Conclusion par rapport à la conception païenne des écoles de sagesse :

  • dans l’Eglise, l’initiative du choix des disciples revient à Dieu
  • néanmoins, la liberté du disciple est sauvegardée (comme on le voyait déjà dans le récit de l’Annonciation).

…puisqu’ils sont habitués pour leur part à ce que l’appartenance à la communauté de l’Alliance (ie au peuple élu) dépende des seuls liens du sang. 

Aucun choix n’est laissé à l’homme : s’il naît de parents juifs, il est de facto membre du peuple élu. 

Notez (et c’est là assez étrange !) qu’aucun choix n’est laissé à Dieu non plus : dès qu’un enfant est conçu par des juifs, Dieu est comme obligé de le reconnaître juif lui-même.

Or, pour l’Eglise, les choses sont tout autres : ce n’est plus le lien du sang (ie un facteur humain) qui sert de critère pour savoir si l’on en est membre ou pas, mais la seule foi. 

Tertullien (un des 1ers Pères de l’Eglise) dira : « non nascuntur christiani, sed fiunt » (on ne nait pas chrétien, mais on le devient »). 

Etre disciple du Christ, en termes clairs, cela ne s’hérite pas, mais cela se mérite par la foi.
————
§ **EXERCICES**
**A.** Relevez toutes les remarques entre parenthèses du texte sur les disciples du Christ qui figurent avant la mention de Tertullien.
**B.** D’après le texte sur les disciples du Christ, quel critère permet de savoir si l’on est membre de l’Eglise ?
**C.** Prolongez, s’il vous plaît, le texte sur les disciples du Christ à partir de sa dernière phrase.
————
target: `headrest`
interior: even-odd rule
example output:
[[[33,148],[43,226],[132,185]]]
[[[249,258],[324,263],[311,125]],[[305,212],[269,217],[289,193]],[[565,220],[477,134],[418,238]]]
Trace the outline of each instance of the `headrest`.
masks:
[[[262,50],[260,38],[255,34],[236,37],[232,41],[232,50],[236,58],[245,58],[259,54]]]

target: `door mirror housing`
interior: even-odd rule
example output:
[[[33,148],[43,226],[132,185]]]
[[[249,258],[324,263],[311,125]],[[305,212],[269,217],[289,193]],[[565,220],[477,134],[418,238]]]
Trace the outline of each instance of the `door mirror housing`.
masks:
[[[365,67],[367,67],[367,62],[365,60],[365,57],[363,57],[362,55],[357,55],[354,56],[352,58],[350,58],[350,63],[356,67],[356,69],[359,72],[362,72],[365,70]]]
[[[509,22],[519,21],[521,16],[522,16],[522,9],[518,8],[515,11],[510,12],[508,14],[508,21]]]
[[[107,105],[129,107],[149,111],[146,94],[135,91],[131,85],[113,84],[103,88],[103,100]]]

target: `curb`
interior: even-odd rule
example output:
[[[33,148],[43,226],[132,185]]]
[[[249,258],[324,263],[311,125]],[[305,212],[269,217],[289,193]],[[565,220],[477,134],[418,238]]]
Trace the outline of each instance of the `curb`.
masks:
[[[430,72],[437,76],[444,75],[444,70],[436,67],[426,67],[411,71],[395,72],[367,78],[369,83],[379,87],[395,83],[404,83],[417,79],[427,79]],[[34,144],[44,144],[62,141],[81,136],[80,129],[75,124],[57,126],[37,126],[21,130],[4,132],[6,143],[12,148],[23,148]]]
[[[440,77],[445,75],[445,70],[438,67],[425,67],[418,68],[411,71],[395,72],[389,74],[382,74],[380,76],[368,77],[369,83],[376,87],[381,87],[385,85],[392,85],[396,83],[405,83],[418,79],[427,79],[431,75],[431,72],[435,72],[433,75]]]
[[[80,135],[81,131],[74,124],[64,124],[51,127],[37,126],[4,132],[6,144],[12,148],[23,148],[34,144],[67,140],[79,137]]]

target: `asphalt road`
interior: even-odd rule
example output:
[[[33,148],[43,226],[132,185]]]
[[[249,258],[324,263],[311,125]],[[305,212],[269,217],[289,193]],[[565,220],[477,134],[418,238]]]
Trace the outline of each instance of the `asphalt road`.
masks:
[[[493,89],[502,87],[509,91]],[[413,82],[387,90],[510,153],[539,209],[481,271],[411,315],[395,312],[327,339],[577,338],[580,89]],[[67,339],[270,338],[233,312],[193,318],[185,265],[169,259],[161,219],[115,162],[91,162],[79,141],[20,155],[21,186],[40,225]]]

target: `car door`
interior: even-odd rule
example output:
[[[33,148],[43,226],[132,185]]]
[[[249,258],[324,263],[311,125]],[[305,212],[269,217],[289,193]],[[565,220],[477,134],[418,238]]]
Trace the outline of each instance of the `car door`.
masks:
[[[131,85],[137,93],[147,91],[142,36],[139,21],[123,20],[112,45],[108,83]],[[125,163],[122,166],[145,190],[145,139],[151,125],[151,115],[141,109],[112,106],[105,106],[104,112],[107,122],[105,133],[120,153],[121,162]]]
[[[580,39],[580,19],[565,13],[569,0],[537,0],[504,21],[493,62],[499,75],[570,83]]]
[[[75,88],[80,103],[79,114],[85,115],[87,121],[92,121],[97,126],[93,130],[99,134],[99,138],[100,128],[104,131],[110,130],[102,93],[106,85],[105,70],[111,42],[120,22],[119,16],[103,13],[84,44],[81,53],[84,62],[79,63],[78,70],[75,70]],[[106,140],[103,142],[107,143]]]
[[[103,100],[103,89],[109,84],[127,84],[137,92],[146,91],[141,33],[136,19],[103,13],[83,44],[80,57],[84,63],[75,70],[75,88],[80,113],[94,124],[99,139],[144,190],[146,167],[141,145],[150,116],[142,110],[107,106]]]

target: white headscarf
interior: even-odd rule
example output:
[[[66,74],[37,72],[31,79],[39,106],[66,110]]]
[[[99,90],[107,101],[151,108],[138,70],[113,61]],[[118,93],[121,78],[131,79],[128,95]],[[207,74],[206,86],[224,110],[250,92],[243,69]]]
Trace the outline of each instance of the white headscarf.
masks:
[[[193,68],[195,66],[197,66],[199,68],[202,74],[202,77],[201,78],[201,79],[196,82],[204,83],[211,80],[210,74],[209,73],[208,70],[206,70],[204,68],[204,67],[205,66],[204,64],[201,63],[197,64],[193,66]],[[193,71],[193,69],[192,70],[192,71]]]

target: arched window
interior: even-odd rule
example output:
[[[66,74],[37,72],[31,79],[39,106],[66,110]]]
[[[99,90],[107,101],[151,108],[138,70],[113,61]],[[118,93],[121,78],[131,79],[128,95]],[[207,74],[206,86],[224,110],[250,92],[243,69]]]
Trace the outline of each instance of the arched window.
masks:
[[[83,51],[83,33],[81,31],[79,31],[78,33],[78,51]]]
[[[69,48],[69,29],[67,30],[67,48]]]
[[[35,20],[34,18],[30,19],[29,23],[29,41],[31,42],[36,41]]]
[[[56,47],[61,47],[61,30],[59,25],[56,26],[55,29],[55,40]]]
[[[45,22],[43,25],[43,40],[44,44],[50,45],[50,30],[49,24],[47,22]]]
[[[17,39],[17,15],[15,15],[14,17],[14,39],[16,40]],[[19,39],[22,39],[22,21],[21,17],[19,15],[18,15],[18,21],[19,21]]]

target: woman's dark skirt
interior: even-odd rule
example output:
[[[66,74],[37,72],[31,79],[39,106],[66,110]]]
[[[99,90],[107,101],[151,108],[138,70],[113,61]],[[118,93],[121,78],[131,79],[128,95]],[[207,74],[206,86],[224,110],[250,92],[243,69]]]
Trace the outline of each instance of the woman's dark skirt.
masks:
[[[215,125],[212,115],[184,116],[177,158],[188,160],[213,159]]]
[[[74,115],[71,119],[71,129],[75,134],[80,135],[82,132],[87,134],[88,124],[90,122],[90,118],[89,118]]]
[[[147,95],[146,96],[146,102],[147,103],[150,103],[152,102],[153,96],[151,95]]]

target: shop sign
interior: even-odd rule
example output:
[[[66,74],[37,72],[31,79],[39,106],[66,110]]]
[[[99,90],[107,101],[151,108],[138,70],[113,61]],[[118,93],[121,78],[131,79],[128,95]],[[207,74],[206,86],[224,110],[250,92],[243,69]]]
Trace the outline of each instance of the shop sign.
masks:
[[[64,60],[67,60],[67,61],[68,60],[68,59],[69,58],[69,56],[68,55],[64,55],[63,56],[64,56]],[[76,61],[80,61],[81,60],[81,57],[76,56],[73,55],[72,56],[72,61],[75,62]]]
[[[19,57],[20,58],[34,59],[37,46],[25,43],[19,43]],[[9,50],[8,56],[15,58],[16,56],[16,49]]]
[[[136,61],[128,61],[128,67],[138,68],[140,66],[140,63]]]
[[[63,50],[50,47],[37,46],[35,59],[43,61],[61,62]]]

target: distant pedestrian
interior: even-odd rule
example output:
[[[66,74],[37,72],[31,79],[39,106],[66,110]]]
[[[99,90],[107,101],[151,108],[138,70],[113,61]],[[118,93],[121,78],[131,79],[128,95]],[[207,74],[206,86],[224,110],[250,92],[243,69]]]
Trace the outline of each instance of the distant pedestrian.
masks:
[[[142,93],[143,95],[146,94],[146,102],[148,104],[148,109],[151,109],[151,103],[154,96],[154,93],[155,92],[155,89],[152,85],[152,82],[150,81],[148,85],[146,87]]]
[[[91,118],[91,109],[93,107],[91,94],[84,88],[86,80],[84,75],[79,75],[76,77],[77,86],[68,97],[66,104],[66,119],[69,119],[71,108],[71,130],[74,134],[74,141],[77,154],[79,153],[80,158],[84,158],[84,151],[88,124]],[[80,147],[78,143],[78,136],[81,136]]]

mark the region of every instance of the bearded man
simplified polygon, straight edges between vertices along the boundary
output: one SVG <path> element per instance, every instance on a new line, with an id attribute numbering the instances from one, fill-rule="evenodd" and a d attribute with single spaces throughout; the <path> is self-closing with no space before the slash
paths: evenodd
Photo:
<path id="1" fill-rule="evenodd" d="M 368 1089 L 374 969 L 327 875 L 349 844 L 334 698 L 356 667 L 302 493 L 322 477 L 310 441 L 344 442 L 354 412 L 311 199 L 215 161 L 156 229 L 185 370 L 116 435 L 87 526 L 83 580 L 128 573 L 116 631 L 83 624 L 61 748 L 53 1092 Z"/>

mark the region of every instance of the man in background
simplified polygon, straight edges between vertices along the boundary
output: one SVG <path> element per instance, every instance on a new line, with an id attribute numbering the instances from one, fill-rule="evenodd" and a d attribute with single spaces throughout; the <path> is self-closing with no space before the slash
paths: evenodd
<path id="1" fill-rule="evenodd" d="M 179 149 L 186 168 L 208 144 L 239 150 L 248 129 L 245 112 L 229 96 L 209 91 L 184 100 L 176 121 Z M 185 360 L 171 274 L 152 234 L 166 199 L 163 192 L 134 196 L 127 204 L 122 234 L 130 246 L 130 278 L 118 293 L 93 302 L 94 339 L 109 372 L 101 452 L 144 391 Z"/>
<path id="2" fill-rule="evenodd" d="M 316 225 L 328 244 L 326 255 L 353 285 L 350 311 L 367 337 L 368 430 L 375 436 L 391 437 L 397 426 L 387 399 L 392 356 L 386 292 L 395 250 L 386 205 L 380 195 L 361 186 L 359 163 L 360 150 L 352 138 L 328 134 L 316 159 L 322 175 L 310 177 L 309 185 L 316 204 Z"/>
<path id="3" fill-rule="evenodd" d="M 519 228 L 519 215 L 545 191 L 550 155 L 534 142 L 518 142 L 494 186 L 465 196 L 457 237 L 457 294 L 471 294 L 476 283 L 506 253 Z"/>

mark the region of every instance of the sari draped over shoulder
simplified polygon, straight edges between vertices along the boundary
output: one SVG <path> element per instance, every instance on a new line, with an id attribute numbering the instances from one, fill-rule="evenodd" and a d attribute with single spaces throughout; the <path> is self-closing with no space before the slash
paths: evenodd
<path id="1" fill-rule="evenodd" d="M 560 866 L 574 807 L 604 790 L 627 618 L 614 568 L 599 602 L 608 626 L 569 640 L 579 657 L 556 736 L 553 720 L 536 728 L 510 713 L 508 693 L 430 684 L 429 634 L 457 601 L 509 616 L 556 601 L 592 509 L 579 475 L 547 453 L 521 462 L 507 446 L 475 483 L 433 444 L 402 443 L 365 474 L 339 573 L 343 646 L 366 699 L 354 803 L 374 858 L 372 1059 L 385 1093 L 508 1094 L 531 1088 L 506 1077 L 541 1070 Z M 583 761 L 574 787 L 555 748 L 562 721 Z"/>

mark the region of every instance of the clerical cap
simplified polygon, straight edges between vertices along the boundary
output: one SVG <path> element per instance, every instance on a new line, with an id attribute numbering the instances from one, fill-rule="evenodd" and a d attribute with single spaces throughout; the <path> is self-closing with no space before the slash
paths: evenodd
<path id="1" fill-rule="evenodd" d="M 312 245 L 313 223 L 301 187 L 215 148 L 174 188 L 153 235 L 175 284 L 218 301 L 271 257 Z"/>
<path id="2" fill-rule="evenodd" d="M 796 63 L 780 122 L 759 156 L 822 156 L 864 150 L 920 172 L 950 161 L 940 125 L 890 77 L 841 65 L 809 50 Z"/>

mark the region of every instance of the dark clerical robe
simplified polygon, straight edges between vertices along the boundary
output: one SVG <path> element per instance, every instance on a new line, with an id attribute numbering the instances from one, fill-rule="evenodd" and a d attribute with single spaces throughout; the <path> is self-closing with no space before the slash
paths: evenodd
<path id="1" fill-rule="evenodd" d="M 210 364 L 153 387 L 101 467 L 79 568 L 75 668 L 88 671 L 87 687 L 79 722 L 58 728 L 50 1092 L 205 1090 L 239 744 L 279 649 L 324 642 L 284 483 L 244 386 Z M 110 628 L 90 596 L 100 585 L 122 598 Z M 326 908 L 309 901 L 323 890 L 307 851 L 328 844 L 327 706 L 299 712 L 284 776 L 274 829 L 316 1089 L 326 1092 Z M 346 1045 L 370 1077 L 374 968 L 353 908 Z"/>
————
§ **RÉPONSES PAR EXERCICE**
**A.**
- comme on le voyait déjà dans le récit de l’Annonciation
- ie au peuple élu
- et c’est là assez étrange !
- ie un facteur humain

**B.** La seule foi.

**C.**
J’ai insisté, au cours des séances dédiées aux premiers chapitres de l’Evangile de Luc, sur la remise en cause de certaines caractéristiques de l’Ancienne Alliance. Mais à vrai dire, cette remise en cause était encore implicite et il fallait les lunettes de l’interprétation qu’offre la Tradition pour la saisir.

Ici (ie à partir de la prédication de Jésus dans la synagogue de Nazareth), plus besoin de subtiles interprétations : les choses sont très claires ! Jésus fait purement et simplement imploser les cadres de l’Ancienne Alliance.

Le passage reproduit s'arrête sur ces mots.